══ Data rows ══

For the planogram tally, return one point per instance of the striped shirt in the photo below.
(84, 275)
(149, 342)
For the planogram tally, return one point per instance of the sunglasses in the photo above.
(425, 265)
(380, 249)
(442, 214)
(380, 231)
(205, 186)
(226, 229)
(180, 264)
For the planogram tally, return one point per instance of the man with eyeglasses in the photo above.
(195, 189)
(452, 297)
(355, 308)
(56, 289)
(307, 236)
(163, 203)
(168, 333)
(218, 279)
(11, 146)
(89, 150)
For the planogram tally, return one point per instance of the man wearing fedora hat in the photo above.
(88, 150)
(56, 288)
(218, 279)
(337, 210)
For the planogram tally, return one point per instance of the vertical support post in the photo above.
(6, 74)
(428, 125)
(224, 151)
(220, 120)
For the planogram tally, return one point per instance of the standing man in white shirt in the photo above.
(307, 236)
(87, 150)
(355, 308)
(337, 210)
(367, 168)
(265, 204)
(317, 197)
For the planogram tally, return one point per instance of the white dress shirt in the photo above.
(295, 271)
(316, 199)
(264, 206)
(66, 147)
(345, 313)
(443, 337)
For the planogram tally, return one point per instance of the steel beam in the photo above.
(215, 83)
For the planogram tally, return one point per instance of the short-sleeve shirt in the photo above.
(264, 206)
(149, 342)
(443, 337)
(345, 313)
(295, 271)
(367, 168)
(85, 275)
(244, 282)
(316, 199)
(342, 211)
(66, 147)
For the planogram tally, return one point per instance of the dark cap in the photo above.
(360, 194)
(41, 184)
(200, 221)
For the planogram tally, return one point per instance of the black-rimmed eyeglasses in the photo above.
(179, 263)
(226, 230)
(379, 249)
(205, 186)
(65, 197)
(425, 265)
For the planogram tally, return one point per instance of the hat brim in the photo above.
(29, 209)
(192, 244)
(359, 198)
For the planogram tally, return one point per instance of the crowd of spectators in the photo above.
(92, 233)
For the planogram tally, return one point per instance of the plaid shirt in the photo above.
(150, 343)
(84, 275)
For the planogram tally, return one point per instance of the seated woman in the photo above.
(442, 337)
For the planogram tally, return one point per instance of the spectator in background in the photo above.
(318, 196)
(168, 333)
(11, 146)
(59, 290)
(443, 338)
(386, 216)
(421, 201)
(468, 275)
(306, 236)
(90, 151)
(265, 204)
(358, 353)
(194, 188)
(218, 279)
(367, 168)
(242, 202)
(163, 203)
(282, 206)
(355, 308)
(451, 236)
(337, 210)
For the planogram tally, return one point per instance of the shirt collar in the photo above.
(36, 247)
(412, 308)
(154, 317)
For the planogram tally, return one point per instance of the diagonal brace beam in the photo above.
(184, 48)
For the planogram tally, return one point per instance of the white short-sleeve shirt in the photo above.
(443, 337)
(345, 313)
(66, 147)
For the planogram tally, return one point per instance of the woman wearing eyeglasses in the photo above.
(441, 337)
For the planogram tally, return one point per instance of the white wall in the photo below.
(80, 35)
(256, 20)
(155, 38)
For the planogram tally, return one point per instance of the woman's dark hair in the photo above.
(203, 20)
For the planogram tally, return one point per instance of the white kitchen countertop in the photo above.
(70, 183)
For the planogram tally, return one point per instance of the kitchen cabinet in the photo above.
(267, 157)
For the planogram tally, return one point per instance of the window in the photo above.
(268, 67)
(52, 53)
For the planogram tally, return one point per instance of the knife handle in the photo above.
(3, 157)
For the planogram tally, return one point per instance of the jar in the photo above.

═══

Exercise details
Rewrite every one of the entries above, swapping "planogram tally" for "shelf audit" and keeping everything else the same.

Reply to the task
For the shelf audit, return one point per instance of the striped shirt in the photo below.
(84, 275)
(149, 342)
For the shelf audit, return one point per instance of the sunglasses in the photo above.
(425, 265)
(380, 249)
(442, 214)
(380, 231)
(205, 186)
(226, 229)
(180, 264)
For the shelf audit, return one point per instance of the man with eyeglasses in the photo above.
(195, 189)
(452, 297)
(355, 308)
(56, 289)
(307, 236)
(163, 203)
(168, 333)
(218, 279)
(11, 146)
(89, 150)
For the shelf audit, return one point per instance of the man wearing fedora hat in the photo above.
(88, 150)
(56, 288)
(218, 279)
(337, 210)
For the shelf audit, return one point per instance of the vertical support post in the photo above.
(6, 74)
(428, 125)
(224, 151)
(220, 120)
For the shelf audit, return one point per instance of the standing man in white shirt in the photo above.
(307, 236)
(87, 150)
(355, 308)
(337, 210)
(367, 168)
(265, 204)
(317, 197)
For the shelf audit, return one point per instance of the white dress shirt in the photo above.
(295, 271)
(316, 199)
(264, 206)
(66, 147)
(345, 313)
(443, 337)
For the shelf audit, return one point per instance of the steel beam in the photo above.
(215, 83)
For the shelf audit, return one point per instance of the short-sleeve shirt in the photo above.
(264, 206)
(149, 342)
(443, 337)
(345, 313)
(295, 271)
(367, 168)
(85, 275)
(244, 282)
(316, 199)
(342, 211)
(66, 147)
For the shelf audit, return one point per instance of the dark cap in the photo above.
(360, 194)
(41, 184)
(200, 221)
For the shelf audit, return one point per instance of the black-rimmed eyeglasses in the photo above.
(179, 263)
(226, 230)
(379, 249)
(205, 186)
(65, 197)
(425, 265)
For the shelf audit, return one point per instance of the hat brim in the photo above.
(29, 209)
(192, 244)
(359, 198)
For the shelf audit, return one point per instance of the crowd of spectators in the photo above.
(92, 233)
For the shelf audit, return one point per instance of the plaid shirt in the photo above.
(150, 343)
(84, 275)
For the shelf audit, return one point per instance of the seated woman in the photo above.
(442, 337)
For the shelf audit, return one point per instance of the spectator in background in the photo above.
(318, 196)
(168, 333)
(11, 146)
(59, 290)
(443, 338)
(386, 216)
(421, 201)
(468, 275)
(306, 236)
(90, 151)
(265, 204)
(358, 353)
(194, 188)
(218, 279)
(367, 168)
(242, 202)
(163, 203)
(282, 206)
(355, 308)
(451, 236)
(337, 210)
For the shelf audit, return one point per instance of the shirt collar in the photo above.
(36, 247)
(412, 308)
(154, 317)
For the shelf audit, return one point per instance of the diagonal brace beam in the photo above.
(184, 48)
For the shelf audit, return one point per instance of the white short-sleeve shirt in the photo above.
(443, 337)
(345, 313)
(66, 147)
For the shelf audit, return one point per instance of the woman wearing eyeglasses in the photo above.
(441, 337)
For the shelf audit, return one point per instance of the white wall in the photo below.
(80, 35)
(256, 20)
(155, 38)
For the shelf audit, return one point per instance of the woman's dark hair in the photo above.
(203, 20)
For the shelf audit, return one point per instance of the white kitchen countertop in the photo above.
(70, 183)
For the shelf audit, return one point per instance of the kitchen cabinet in the photo above.
(267, 157)
For the shelf audit, return one point per instance of the window in the photo above.
(268, 67)
(52, 53)
For the shelf audit, return one point per instance of the knife handle in the photo above.
(3, 157)
For the shelf audit, return one point per instance of the jar in the photo above.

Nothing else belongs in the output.